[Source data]

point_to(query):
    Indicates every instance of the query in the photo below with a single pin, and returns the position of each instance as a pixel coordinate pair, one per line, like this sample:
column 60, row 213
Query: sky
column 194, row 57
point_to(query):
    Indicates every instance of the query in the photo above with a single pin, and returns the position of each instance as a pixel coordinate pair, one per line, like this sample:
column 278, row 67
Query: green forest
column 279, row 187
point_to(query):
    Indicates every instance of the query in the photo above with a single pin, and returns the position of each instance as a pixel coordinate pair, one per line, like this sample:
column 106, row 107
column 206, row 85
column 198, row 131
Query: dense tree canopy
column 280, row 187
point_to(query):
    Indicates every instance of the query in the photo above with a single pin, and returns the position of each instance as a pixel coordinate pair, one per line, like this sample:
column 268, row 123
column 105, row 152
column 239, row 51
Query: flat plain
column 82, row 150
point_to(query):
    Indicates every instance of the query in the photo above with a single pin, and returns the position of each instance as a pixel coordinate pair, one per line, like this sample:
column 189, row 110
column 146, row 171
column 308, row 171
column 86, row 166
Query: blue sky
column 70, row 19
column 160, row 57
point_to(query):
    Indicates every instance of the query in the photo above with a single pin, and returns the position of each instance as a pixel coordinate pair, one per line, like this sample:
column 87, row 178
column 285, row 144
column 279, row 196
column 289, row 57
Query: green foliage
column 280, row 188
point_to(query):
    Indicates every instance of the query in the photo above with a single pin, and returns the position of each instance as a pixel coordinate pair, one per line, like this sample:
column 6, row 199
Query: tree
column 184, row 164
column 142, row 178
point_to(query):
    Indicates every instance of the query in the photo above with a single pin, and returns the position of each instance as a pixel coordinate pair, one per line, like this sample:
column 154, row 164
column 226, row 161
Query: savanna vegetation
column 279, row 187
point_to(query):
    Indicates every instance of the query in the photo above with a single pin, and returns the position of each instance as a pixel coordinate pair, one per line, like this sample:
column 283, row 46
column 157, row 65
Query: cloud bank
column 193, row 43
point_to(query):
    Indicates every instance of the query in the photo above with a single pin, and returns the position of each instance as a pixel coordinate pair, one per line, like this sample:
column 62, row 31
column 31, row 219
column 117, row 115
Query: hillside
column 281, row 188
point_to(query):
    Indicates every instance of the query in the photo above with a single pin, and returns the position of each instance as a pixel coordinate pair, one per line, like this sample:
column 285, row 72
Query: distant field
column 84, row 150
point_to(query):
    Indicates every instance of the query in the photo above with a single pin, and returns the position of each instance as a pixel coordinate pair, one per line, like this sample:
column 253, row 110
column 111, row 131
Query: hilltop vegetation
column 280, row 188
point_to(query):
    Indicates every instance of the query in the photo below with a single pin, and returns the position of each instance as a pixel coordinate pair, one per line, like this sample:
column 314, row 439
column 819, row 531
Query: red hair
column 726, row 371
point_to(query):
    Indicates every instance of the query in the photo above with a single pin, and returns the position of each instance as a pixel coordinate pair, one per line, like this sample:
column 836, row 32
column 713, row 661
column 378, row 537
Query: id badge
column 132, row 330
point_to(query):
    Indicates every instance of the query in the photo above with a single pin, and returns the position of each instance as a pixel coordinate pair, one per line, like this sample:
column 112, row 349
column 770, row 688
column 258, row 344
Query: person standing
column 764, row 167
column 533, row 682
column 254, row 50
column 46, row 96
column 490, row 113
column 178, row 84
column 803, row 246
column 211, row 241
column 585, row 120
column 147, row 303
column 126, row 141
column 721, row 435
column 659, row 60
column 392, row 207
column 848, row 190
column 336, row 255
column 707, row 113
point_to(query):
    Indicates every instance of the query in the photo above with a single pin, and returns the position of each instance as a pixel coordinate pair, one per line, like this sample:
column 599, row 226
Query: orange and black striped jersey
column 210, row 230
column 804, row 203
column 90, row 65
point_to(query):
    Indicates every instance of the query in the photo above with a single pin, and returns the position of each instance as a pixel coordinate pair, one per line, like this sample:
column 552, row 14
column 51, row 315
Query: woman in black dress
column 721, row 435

| GIVEN INSTRUCTION |
Copy the records starting at the very beginning and ending with the line that holds "column 82, row 150", including that line. Swap "single pin" for "single marker" and leave everything else unchanged.

| OUTPUT |
point_to(query):
    Indicates every instance of the query in the photo below with a single marker, and returns the position of each instance as a pixel coordinate pair, one per line, like this sample:
column 60, row 213
Query: sky
column 194, row 57
point_to(query):
    Indicates every instance of the query in the photo above with a single marker, and returns the position of each instance as a pixel coordinate pair, one per line, like this sample:
column 278, row 67
Query: green forest
column 279, row 187
point_to(query):
    Indicates every instance of the query in the photo above with a single marker, and returns the position of each instance as a pixel coordinate pair, one per line, like this sample:
column 106, row 107
column 206, row 85
column 198, row 131
Query: dense tree canopy
column 280, row 187
point_to(query):
    Indicates every instance of the query in the photo above with a single marker, and returns the position of each instance as a pixel coordinate pair, one per line, like this sample:
column 268, row 123
column 105, row 152
column 239, row 51
Query: flat plain
column 82, row 150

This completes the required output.